STATED EXERCISE:
Please update the rows below, changing "one point per instance" to "a single point per instance" and leaving everything else unchanged.

Saved data entries
--- start ---

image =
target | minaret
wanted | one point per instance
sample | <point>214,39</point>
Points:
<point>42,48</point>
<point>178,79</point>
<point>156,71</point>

--- end ---

FULL SOLUTION:
image =
target | minaret
wanted | a single point per instance
sample | <point>214,39</point>
Points:
<point>42,48</point>
<point>178,79</point>
<point>156,71</point>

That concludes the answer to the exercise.